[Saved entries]

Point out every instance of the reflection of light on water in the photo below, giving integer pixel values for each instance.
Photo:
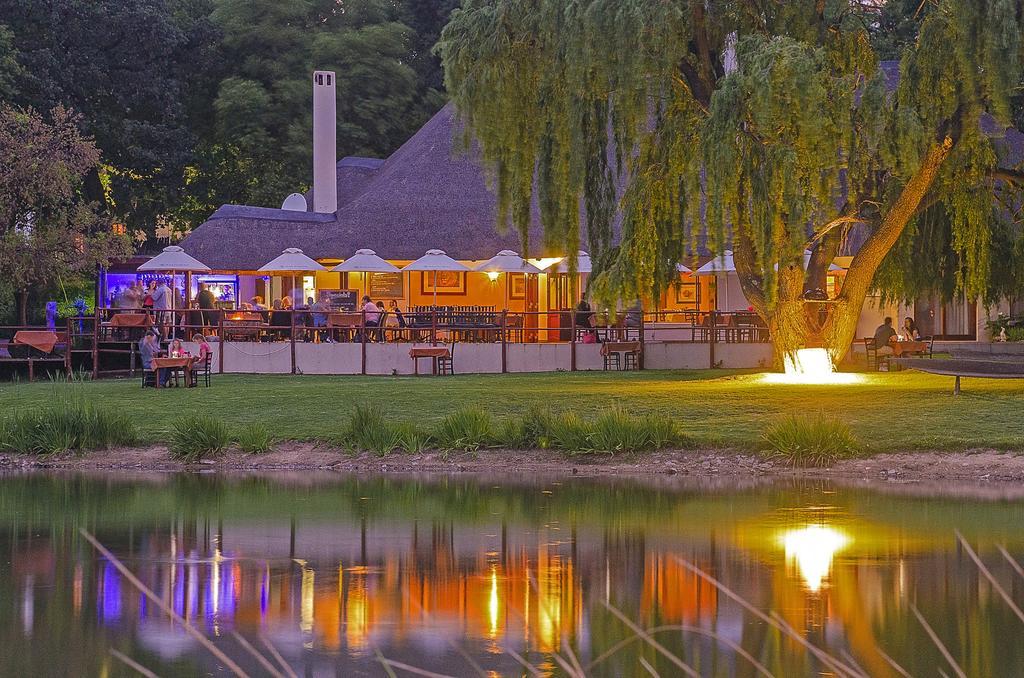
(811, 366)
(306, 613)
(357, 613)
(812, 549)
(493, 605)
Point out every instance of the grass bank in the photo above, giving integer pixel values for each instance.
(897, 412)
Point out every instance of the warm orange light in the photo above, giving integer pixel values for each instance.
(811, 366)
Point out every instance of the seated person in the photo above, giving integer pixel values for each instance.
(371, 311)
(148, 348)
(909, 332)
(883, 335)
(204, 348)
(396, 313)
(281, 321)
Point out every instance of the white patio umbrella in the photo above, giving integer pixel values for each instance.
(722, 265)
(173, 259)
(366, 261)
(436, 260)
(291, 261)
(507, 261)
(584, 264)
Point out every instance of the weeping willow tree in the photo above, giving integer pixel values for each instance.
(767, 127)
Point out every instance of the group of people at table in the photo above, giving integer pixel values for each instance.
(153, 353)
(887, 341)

* **WORK TASK**
Output the data exactly. Pictures don't belong in the result.

* **OUTPUT OF THE EXERCISE**
Point out every instance of the reflection of light on water in the photo below, giving integer pixel values for each instance.
Photo:
(811, 366)
(306, 613)
(357, 613)
(812, 549)
(493, 605)
Point out every instance of the grass bank in the photo above, giving integer pixel values for each instance.
(897, 412)
Point out every instance of the warm orange light in the photo above, giving integer pixel values for each instance.
(811, 366)
Point out every instance of the seated person in the photo above, giving integer pixel values for each instance.
(371, 311)
(148, 348)
(909, 332)
(883, 335)
(204, 348)
(396, 313)
(281, 321)
Point out every instance of the white patio umbrella in the photo above, giving integer pixel values for each instance.
(722, 265)
(173, 259)
(366, 261)
(436, 260)
(291, 261)
(507, 261)
(584, 264)
Point out every instance of the weeping willow tree in the photo above, giving integer pixel values for each instance.
(767, 127)
Point out every instance of the group of people at table in the photo above, giving integer pixel values for each instance.
(153, 353)
(887, 341)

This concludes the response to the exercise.